> WHAT THIS EXERCISE ASKS
[a] According to the mailing list reply, what does dirty_ratio refer to?
[b] Reproduce a passage from the mailing list reply word for word, beginning at the words "Re: Page Allocation" and stopping after "in disk i/o.".

> TEXT EXTRACT
===============
Re: Page Allocation Failures/OOM with dm-crypt on software RAID10 (Intel Rapid Storage)
From: Michal Hocko
Date: Tue Jul 12 2016 - 07:59:23 EST
On Tue 12-07-16 13:49:20, Michal Hocko wrote:
> On Tue 12-07-16 13:28:12, Matthias Dahl wrote:
> > Hello Michal...
> >
> > On 2016-07-12 11:50, Michal Hocko wrote:
> >
> > > This smells like file pages are stuck in the writeback somewhere and the
> > > anon memory is not reclaimable because you do not have any swap device.
> >
> > Not having a swap device shouldn't be a problem -- and in this case, it
> > would cause even more trouble as in disk i/o.
> >
> > What could cause the file pages to get stuck or stopped from being written
> > to the disk? And more importantly, what is so unique/special about the
> > Intel Rapid Storage that it happens (seemingly) exclusively with that
> > and not the the normal Linux s/w raid support?
>
> I am not a storage expert (not even mention dm-crypt). But what those
> counters say is that the IO completion doesn't trigger so the
> PageWriteback flag is still set. Such a page is not reclaimable
> obviously. So I would check the IO delivery path and focus on the
> potential dm-crypt involvement if you suspect this is a contributing
> factor.
>
> > Also, if the pages are not written to disk, shouldn't something error
> > out or slow dd down?
>
> Writers are normally throttled when we the dirty limit. You seem to have
> dirty_ratio set to 20% which is quite a lot considering how much memory
> you have.
And just to clarify. dirty_ratio refers to dirtyable memory which is
free_pages+file_lru pages. In your case you you have only 9% of the total
memory size dirty/writeback but that is 90% of dirtyable memory. This is
quite possible if somebody consumes free_pages racing with the writer.
===============
> ENTRIES
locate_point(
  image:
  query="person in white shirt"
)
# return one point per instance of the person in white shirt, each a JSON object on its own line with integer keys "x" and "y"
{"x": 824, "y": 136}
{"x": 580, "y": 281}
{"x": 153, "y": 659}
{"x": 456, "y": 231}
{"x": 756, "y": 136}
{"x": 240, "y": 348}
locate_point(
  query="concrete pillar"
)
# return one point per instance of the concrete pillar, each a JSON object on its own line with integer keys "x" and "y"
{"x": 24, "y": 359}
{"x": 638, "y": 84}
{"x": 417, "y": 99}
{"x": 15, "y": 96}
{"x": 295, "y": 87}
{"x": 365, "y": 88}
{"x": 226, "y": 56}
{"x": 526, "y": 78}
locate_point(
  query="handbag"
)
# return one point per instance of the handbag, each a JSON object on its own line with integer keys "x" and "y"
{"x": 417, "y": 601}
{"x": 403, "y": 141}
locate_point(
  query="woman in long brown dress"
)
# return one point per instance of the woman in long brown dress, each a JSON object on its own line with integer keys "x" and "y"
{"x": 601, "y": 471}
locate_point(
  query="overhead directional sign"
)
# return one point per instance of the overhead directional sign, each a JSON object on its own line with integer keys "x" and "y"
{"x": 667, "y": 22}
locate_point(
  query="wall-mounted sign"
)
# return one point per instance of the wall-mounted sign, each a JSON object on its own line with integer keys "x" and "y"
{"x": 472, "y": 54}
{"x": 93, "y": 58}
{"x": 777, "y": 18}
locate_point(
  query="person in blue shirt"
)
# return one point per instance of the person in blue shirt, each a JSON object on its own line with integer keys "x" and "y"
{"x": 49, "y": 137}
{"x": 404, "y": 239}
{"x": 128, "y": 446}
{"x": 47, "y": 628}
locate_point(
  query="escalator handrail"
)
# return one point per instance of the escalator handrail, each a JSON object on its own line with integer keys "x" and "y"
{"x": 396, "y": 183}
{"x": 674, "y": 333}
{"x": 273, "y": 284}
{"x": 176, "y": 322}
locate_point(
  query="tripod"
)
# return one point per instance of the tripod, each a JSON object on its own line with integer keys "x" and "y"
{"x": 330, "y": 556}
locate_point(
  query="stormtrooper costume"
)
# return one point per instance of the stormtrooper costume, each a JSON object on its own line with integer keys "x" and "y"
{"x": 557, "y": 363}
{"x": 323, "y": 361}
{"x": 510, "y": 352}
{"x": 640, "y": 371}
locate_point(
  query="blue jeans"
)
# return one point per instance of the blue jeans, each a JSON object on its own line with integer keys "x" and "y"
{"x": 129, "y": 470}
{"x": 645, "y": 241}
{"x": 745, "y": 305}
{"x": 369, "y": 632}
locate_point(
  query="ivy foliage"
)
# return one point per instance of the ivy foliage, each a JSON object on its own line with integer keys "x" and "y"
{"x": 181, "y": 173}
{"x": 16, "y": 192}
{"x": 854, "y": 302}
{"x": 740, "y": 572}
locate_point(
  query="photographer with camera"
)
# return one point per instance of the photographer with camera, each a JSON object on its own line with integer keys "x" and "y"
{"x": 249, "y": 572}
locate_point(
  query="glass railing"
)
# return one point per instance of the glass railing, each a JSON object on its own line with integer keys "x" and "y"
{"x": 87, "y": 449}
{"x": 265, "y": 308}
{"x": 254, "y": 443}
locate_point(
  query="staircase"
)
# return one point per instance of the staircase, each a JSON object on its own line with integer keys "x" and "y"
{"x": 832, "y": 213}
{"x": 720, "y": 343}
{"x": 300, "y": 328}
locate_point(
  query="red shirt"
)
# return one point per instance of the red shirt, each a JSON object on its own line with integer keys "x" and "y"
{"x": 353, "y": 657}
===============
> SOLUTION SET
[a] It refers to dirtyable memory, which is free_pages plus file_lru pages.

[b]
Re: Page Allocation Failures/OOM with dm-crypt on software RAID10 (Intel Rapid Storage)
From: Michal Hocko
Date: Tue Jul 12 2016 - 07:59:23 EST
On Tue 12-07-16 13:49:20, Michal Hocko wrote:
> On Tue 12-07-16 13:28:12, Matthias Dahl wrote:
> > Hello Michal...
> >
> > On 2016-07-12 11:50, Michal Hocko wrote:
> >
> > > This smells like file pages are stuck in the writeback somewhere and the
> > > anon memory is not reclaimable because you do not have any swap device.
> >
> > Not having a swap device shouldn't be a problem -- and in this case, it
> > would cause even more trouble as in disk i/o.